Transcribe all the entries word for word, but omit the images.
The data below:
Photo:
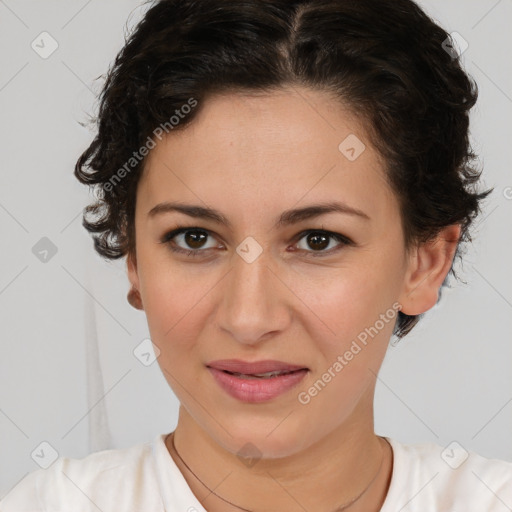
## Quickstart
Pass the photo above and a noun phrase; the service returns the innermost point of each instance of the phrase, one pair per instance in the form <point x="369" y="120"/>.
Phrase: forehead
<point x="258" y="153"/>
End of The data.
(Task result)
Photo:
## Quickstart
Pass the photo above and a noun phrase; the service returns the innermost point of each instance of the phrase, one pair per instance in the form <point x="369" y="120"/>.
Phrase: forehead
<point x="258" y="153"/>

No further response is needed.